Given passage
+ + + + + + +

IV         So you can't just take a formula off the shelf?

 

RF        I would say definitely not.  We have to tailor it, in a way.  And the other important point I think in haematology is the fact that you have many drugs today that are less toxic, it's not only chemotherapy.  I mean, we are managing many conditions with other drugs that are, that control disease without giving the toxicity of chemotherapy and that has changed a lot obviously the management of haematological patients of, with many conditions.

 

IV         Now, you are involved in the meeting in March in Rome.  Apart from an opportunity to visit a beautiful city, what are the advantages of going to this meeting on blood cancers and the elderly?

 

RF        Well I would say, apart from Rome, obviously, but I would say that the issue is this is targeting something that now has become a priority.  I mean, if you're talking about meetings in general obviously the elderly are part of it, but maybe not specifically targeted.

+ + + + + + +

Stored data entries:
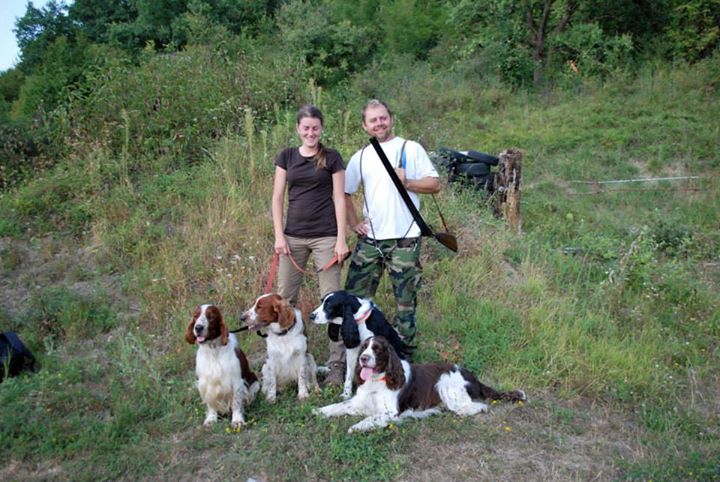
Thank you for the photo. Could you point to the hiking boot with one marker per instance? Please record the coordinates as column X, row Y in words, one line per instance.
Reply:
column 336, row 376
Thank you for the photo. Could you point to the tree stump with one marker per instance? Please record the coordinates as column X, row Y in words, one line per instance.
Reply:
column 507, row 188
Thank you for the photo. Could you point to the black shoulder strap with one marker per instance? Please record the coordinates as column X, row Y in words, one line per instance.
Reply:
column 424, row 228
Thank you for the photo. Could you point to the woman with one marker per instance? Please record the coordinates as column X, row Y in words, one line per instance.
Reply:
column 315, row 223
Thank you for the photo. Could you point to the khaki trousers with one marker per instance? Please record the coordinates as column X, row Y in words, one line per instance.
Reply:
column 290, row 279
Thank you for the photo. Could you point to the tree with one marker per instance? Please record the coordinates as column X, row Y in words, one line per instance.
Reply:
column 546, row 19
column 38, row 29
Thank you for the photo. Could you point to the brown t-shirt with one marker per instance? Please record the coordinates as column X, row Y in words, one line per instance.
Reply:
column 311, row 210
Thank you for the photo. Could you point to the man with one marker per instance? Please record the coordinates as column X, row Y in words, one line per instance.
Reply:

+ + + + + + +

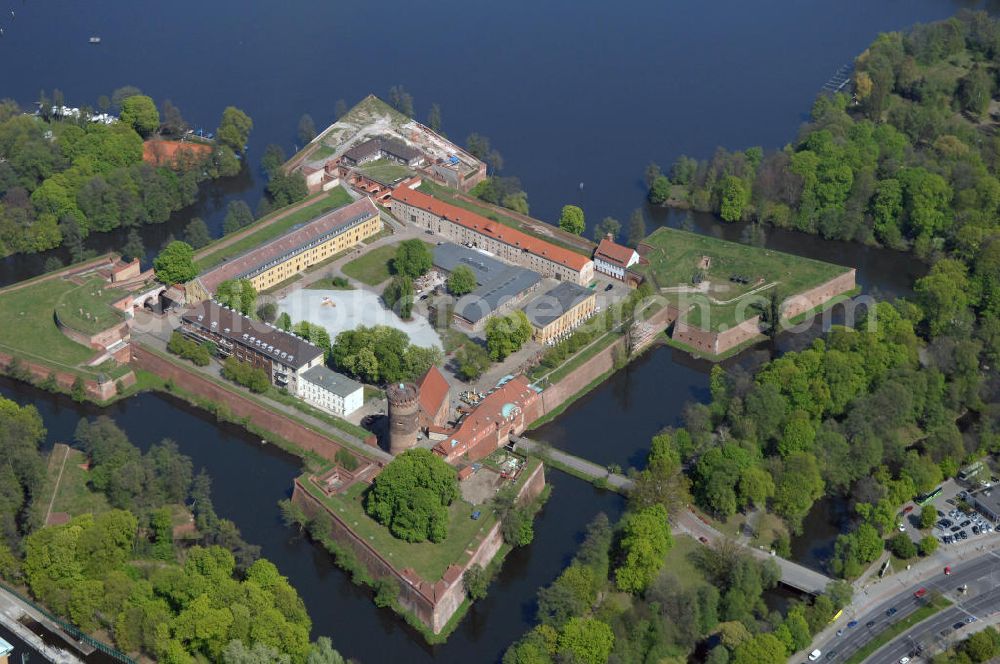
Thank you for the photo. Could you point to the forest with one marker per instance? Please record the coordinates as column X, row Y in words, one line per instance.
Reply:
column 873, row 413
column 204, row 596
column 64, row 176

+ + + + + + +

Problems to work on
[a] Transcribe the part of the haematology interview starting at "IV         So you" and ending at "with many conditions.".
[b] Go on with the haematology interview from where it stops.

Numbered answers
[a]
IV         So you can't just take a formula off the shelf?

 

RF        I would say definitely not.  We have to tailor it, in a way.  And the other important point I think in haematology is the fact that you have many drugs today that are less toxic, it's not only chemotherapy.  I mean, we are managing many conditions with other drugs that are, that control disease without giving the toxicity of chemotherapy and that has changed a lot obviously the management of haematological patients of, with many conditions.

[b]
I mean, if you look at haematological diseases or malignancies in particular very often protocols are designed for fit patients, not purposely but de facto - since we're in Rome, de facto - they are for patients in good conditions.  So the fact that you're designing an event only for elderly or… I think it's a very important point because treatments have to be tailored according to the performance data and so on.  And since you have a lot, if the choice was weak we couldn't do much, but since there are a lot of drugs now we can modify according to age and conditions.

 

IV         Can you pick out what you think might be some of the key things that are going to emerge?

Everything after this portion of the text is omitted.